* What you will do: Below are the entries; give again exactly the lines from the one mentioning "Target: car roof rack" through the one mentioning "sidewalk using the picture above.", inclusive.

* Data for analysis:
=====

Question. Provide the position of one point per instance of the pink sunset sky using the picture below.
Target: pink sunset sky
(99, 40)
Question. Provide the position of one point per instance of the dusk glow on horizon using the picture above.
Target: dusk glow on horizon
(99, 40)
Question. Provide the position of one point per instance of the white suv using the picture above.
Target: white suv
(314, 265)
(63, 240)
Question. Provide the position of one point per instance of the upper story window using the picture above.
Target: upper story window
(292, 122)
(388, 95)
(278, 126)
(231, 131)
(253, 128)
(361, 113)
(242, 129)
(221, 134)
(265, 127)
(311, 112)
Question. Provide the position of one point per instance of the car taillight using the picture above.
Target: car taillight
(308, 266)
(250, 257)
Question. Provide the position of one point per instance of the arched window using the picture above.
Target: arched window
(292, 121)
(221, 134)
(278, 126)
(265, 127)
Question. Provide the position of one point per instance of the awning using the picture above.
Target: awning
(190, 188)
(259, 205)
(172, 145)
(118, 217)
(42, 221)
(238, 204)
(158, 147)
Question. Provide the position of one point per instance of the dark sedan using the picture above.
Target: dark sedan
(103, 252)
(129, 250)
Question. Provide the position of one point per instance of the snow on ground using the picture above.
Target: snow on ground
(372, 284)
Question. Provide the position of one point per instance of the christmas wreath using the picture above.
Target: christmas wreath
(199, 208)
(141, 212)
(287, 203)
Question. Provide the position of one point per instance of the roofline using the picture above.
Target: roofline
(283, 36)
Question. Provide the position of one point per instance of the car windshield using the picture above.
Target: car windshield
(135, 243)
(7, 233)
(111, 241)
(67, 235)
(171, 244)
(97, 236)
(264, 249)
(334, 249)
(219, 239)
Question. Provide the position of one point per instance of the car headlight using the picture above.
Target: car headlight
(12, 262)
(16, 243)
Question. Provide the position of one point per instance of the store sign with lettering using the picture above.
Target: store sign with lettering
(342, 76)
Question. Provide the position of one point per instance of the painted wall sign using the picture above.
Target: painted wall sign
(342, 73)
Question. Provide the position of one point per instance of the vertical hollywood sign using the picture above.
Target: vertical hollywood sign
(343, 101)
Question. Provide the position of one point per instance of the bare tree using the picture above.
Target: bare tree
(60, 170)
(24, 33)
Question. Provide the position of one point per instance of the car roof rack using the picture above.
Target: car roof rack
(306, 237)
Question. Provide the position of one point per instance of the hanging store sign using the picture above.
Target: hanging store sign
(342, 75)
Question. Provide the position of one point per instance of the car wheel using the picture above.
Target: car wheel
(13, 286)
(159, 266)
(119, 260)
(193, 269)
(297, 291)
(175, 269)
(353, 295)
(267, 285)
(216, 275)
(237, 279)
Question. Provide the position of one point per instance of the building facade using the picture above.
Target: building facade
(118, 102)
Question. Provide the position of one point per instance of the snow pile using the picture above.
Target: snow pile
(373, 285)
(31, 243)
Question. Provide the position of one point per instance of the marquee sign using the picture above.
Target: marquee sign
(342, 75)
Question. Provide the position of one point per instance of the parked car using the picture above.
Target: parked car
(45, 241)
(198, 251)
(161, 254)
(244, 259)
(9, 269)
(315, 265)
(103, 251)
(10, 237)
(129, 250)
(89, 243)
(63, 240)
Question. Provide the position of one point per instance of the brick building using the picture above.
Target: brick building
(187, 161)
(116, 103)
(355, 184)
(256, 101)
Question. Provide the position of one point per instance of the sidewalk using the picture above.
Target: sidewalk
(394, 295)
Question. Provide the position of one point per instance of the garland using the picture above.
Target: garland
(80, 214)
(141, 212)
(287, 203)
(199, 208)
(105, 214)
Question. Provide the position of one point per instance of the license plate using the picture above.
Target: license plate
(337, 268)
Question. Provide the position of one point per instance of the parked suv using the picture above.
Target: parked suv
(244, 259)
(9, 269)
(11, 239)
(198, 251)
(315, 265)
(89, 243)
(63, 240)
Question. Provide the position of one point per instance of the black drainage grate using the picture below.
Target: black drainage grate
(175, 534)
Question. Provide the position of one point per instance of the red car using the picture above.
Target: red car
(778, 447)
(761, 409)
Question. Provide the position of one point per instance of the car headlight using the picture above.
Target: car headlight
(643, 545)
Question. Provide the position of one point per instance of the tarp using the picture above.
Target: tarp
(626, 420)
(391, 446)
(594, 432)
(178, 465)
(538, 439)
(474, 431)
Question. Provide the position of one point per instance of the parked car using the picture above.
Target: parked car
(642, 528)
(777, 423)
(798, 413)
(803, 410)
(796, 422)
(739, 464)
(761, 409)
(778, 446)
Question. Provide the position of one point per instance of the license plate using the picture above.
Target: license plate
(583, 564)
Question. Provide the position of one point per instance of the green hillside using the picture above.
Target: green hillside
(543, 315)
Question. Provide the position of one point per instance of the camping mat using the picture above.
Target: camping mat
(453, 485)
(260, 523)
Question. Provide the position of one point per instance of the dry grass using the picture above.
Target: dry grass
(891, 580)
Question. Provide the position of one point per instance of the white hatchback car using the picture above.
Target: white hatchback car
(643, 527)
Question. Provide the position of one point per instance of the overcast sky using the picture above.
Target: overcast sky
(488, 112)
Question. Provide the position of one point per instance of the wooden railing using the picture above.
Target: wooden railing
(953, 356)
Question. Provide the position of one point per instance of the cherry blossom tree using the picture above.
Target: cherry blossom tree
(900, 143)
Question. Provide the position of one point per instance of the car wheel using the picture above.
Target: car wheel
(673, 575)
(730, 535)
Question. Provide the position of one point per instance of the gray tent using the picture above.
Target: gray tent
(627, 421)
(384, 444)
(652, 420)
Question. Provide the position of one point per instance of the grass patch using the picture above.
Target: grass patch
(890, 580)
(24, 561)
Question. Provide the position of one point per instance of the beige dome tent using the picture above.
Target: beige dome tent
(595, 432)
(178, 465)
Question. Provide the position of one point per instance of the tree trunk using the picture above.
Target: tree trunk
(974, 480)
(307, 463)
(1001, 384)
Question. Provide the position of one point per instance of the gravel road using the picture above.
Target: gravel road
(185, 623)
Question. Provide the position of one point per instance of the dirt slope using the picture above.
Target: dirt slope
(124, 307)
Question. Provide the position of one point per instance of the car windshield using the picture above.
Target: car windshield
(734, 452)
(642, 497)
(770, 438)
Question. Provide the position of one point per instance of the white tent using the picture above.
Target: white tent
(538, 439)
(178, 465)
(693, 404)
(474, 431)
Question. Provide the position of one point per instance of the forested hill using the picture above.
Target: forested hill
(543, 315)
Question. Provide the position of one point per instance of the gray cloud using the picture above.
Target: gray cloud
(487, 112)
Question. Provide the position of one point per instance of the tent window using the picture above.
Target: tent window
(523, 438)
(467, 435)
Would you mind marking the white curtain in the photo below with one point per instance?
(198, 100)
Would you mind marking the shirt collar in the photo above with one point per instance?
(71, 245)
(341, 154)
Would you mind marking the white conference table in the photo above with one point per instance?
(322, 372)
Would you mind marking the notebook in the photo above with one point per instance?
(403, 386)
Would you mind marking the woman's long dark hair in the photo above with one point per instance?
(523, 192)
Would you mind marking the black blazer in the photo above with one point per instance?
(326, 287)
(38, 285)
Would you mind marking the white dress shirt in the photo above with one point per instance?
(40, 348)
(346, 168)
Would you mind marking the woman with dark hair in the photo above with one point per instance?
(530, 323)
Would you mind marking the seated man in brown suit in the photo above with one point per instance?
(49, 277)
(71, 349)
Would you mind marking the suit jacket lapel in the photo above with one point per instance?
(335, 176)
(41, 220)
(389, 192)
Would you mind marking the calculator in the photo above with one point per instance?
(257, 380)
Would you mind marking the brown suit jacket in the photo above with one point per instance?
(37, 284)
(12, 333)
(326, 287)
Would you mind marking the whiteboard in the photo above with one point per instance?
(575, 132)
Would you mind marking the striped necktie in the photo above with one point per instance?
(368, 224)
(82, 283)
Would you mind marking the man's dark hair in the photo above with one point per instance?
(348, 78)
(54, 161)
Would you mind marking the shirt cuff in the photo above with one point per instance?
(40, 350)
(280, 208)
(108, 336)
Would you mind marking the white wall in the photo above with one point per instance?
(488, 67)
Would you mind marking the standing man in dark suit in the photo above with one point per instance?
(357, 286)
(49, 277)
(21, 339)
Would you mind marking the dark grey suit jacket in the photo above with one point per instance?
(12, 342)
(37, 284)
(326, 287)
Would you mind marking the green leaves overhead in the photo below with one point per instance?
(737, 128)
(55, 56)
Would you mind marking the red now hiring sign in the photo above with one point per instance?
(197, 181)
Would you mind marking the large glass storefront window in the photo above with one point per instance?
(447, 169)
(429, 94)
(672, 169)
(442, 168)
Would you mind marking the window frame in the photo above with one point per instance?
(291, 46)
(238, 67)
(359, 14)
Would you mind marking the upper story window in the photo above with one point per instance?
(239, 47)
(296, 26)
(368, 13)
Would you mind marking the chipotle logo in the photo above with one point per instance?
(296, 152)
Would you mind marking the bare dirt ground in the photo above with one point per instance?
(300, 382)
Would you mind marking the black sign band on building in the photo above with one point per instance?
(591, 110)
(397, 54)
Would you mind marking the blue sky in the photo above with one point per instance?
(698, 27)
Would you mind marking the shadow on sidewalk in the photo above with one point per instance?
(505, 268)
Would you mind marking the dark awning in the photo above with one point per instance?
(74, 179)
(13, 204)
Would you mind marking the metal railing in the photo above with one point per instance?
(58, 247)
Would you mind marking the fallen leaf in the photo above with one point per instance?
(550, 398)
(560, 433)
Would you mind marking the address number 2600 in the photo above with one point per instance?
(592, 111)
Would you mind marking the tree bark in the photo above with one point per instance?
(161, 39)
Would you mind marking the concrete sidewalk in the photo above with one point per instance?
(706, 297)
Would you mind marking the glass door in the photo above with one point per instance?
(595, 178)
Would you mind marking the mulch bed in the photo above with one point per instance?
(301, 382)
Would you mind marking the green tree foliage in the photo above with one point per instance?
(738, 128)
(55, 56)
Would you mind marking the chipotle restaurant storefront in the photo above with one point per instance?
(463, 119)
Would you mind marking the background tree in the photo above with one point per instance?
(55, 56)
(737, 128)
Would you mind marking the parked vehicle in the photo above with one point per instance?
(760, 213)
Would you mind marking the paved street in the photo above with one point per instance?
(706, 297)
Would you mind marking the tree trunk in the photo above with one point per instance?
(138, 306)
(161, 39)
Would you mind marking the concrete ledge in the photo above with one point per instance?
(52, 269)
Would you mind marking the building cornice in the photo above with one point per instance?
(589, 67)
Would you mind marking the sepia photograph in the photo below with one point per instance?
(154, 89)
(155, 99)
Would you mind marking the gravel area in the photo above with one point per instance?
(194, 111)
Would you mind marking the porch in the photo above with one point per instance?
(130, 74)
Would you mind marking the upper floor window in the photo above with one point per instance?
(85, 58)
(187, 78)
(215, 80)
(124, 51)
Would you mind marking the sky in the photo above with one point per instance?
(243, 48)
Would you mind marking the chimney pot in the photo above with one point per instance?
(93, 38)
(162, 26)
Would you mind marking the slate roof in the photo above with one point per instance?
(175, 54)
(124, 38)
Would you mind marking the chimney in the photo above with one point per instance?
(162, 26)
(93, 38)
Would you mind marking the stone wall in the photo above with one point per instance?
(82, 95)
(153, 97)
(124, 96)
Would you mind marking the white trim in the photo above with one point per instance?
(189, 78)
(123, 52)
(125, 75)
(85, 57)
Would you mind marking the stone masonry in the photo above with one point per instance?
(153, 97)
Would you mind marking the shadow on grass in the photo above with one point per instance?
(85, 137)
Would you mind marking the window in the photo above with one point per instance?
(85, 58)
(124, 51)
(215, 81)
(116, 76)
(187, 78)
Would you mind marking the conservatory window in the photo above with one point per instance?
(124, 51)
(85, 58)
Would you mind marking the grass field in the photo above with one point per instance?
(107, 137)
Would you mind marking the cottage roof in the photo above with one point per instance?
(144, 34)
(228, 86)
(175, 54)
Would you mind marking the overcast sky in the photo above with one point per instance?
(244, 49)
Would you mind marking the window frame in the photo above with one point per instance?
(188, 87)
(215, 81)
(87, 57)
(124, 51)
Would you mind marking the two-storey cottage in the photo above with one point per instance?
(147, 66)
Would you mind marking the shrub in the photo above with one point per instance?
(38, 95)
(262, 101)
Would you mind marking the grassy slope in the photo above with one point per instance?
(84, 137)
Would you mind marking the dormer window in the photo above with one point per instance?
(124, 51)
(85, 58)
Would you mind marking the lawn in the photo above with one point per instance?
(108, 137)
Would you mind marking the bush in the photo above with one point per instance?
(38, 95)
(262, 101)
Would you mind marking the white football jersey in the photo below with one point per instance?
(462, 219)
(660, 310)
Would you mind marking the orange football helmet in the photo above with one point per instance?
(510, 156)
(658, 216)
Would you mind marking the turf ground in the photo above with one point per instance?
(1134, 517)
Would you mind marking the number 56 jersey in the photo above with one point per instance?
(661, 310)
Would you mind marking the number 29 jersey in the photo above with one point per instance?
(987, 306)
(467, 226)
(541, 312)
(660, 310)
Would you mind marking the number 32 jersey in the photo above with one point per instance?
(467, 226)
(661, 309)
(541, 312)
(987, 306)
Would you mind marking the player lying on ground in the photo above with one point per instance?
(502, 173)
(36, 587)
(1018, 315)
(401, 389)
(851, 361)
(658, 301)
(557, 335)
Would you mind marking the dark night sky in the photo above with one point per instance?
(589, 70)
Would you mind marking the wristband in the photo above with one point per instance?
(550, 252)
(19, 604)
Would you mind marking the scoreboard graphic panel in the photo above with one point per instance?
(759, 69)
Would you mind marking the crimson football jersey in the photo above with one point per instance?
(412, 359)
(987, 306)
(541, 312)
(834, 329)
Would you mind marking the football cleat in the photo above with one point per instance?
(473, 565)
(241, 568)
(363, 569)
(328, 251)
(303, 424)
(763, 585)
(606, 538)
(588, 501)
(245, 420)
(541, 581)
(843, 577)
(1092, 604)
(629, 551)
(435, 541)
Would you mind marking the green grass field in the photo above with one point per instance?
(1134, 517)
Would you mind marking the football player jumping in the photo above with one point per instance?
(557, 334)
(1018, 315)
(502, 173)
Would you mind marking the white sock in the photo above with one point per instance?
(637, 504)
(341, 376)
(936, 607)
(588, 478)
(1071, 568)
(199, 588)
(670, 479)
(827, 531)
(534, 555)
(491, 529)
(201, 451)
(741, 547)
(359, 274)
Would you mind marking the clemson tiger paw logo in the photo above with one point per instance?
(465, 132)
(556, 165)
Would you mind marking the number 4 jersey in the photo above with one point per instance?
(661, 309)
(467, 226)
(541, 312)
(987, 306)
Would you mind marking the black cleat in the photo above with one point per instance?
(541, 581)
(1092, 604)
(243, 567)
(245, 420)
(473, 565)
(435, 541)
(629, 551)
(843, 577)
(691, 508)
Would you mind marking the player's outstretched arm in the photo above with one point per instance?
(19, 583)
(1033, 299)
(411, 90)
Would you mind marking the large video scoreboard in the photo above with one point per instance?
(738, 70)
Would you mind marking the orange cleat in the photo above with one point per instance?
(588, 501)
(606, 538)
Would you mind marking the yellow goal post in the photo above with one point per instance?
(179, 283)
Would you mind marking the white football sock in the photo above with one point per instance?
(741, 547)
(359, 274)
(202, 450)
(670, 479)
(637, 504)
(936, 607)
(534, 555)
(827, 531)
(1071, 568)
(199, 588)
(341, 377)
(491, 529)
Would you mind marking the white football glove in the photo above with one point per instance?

=====

* Answer to the exercise:
Target: car roof rack
(306, 237)
Question. Provide the position of one point per instance of the hanging store sign using the picture above.
Target: hanging store sign
(342, 75)
Question. Provide the position of one point per instance of the car wheel using the picture above.
Target: car wheel
(13, 286)
(159, 266)
(119, 260)
(193, 269)
(297, 291)
(175, 269)
(353, 295)
(267, 285)
(216, 275)
(237, 279)
Question. Provide the position of one point per instance of the building facade using the picture above.
Target: building facade
(118, 102)
Question. Provide the position of one point per instance of the snow pile using the picture above.
Target: snow pile
(373, 285)
(31, 243)
Question. Provide the position of one point per instance of the marquee sign using the picture above.
Target: marquee sign
(342, 75)
Question. Provide the position of one point per instance of the parked car using the picture above.
Target: parked car
(45, 241)
(198, 251)
(161, 254)
(244, 259)
(9, 269)
(315, 265)
(103, 251)
(10, 237)
(129, 250)
(89, 243)
(63, 240)
Question. Provide the position of one point per instance of the brick building using the picture above.
Target: brick building
(187, 161)
(116, 103)
(355, 184)
(256, 101)
Question. Provide the position of one point per instance of the sidewalk using the picture above.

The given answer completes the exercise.